**ESTRATTO DELLA PAGINA**
== == ==

Cassazione toga rossa

Suprema Corte di Cassazione

sezione III

sentenza 3 novembre 2015, n. 44335

REPUBBLICA ITALIANA

IN NOME DEL POPOLO ITALIANO

LA CORTE SUPREMA DI CASSAZIONE

SEZIONE TERZA PENALE

Composta dagli Ill.mi Sigg.ri Magistrati:

Dott. FIALE Aldo – Presidente

Dott. ORILIA Lorenzo – Consigliere

Dott. RAMACCI Luca – Consigliere

Dott. ACETO Aldo – rel. Consigliere

Dott. MENGONI Enrico – Consigliere

ha pronunciato la seguente:

SENTENZA

sul ricorso proposto da:

(OMISSIS), nato a (OMISSIS);

avverso la sentenza del 07/01/2014 del Tribunale di Foggia;

visti gli atti, il provvedimento impugnato e il ricorso;

udita la relazione svolta dal consigliere Aldo Aceto;

udito il Pubblico Ministero, in persona del Sostituto Procuratore generale Dott. D’AMBROSIO Vito, che ha concluso per l’inammissibilita’ del ricorso.

 

RITENUTO IN FATTO

 

1. Il sig. (OMISSIS) ricorre, per il tramite del difensore di fiducia, per l’annullamento della sentenza del 07/01/2014 del Tribunale di Foggia che l’ha condannato alla pena, condizionalmente sospesa, di 350,00 euro di ammenda per il reato di cui alla Legge 30 aprile 1962, n. 283, articolo 5, lettera b), e articolo 6, perche’, quale legale rappresentante della societa’ ” (OMISSIS) S.r.l.”, che gestiva il punto vendita “(OMISSIS)”, supermercato corrente in (OMISSIS), deteneva per la vendita, esposti nel banco frigo del reparto di salumeria e nella annessa cella frigorifero, numerosi prodotti alimentari (salumi, mortadelle, salsicce, ecc.) in cattivo stato di conservazione e scaduti. Il fatto e’ contestato come commesso in (OMISSIS).

1.1. Con il primo motivo eccepisce, ai sensi dell’articolo 606 c.p.p., lettera b), inosservanza ed erronea applicazione dell’articolo 40 c.p., comma 1, articolo 42 c.p., comma 4, Legge n. 283 del 1962, articolo 5, lettera b).

== == ==

**ESTRATTO DATI**
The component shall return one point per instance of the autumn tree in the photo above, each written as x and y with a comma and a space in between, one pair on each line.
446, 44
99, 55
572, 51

== == ==

**QUESITO**
Quali magistrati compongono il collegio nella sentenza della Cassazione riportata sopra? Elencali tutti, ciascuno con il proprio ruolo.

**SOLUZIONE**
- Dott. Aldo Fiale, Presidente
- Dott. Lorenzo Orilia, Consigliere
- Dott. Luca Ramacci, Consigliere
- Dott. Aldo Aceto, Consigliere relatore
- Dott. Enrico Mengoni, Consigliere